§ CONSIGNE:
Expliquez, d'après le texte sur Nicola Gratteri, ce qui fait de lui un redoutable homme de l'antimafia.

Cet article est un extrait du prochain livre de Christian Lovis consacré à l’ANTIMAFIA qui paraîtra ces prochains mois. Toute reproduction, même partielle n’est pas autorisée sans le consentement écrit et daté de son auteur.
Nicola Gratteri est né le 22 juillet 1958 à Gerace, un petit village médiéval situé dans la province de Reggio de Calabre. Il est le troisième enfant d’une famille paysanne. Il passa toute son enfance entre les montagnes imposantes et denses de l’Aspromonte et la splendide mer Ionienne. Dans cette région montagneuse considérée comme inexpugnable, les sentiers n’apparaissent pas sur les cartes. Jadis, avant que la terrible ’Ndrangheta ne se recycle dans le trafic de drogue international, ce coin de pays servait de lieu de détention pour les otages que les clans mafiosi enlevaient contre rançon. Le rapt était leur spécialité. Les victimes étaient séquestrées pendant des mois, parfois des années dans des conditions abominables. Si la famille ne payait pas la rançon, l’otage était tout simplement abattu sans autre forme de procès. Nicola Gratteri n’a jamais quitté sa Calabre natale. Il occupe depuis le 21 avril 2016 le siège de procureur de la République au tribunal de Catanzaro, en Calabre.
Âgé de 64 ans, Nicola Gratteri est un magistrat italien qui lutte en première ligne contre la mafia. Il vit depuis 33 ans sous escorte policière et ces dernières années, les menaces d’attentat contre lui s’intensifient. Le procureur est un fervent défenseur de la justice et de la légalité. Il est considéré comme l’un des meilleurs experts judiciaires au monde contre le crime organisé. Son habileté pour recouper les enchevêtrements extrêmement complexes qui existent entre les familles criminelles mafieuses en fait un redoutable homme de l’antimafia.

§ DONNÉES FOURNIES:
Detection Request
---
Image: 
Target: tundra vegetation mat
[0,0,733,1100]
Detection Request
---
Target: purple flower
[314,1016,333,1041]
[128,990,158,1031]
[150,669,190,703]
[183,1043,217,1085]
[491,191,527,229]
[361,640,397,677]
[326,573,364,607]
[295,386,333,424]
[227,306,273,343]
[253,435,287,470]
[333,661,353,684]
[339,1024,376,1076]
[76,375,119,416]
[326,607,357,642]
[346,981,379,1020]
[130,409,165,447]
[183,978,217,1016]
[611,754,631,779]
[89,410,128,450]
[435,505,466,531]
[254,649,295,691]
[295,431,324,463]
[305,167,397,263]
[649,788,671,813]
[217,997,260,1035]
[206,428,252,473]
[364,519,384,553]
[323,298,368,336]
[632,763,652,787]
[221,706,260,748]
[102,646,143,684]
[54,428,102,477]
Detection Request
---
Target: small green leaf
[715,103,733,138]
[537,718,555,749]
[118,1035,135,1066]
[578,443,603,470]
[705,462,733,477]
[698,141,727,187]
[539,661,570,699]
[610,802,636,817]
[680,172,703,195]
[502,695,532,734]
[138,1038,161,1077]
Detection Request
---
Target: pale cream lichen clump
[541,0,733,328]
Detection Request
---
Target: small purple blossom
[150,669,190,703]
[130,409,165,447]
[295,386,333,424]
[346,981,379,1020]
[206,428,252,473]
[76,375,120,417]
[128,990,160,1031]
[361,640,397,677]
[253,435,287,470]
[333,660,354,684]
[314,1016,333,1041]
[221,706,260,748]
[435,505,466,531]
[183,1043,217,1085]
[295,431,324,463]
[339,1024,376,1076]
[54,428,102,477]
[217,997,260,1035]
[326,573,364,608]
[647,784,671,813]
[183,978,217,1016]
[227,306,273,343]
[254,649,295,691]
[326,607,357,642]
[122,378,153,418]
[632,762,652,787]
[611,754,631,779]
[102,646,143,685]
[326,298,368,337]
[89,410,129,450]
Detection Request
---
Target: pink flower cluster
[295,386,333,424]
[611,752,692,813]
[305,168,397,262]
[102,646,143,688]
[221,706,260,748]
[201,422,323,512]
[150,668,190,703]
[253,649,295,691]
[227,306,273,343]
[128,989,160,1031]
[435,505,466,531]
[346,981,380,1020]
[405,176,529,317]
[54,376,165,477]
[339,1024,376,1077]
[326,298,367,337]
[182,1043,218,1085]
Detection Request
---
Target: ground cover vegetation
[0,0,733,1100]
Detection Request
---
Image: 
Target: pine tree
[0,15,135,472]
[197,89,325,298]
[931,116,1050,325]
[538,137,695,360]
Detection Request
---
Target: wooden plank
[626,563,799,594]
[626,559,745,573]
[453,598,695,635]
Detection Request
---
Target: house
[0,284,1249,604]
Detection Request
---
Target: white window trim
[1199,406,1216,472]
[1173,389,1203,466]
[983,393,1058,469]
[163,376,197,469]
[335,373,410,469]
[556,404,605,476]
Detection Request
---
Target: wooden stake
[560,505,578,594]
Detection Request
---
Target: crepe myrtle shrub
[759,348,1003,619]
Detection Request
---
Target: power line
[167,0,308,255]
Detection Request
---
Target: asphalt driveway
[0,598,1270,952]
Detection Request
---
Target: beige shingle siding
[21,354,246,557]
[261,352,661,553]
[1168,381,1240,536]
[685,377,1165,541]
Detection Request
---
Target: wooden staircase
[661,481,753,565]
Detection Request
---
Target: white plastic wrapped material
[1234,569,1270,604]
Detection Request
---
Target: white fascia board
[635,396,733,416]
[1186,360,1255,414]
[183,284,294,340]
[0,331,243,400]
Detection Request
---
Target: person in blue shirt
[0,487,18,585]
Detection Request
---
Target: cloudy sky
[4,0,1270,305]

§ RÉPONSE:
Il doit cette réputation à son habileté à recouper les enchevêtrements extrêmement complexes qui existent entre les familles criminelles mafieuses.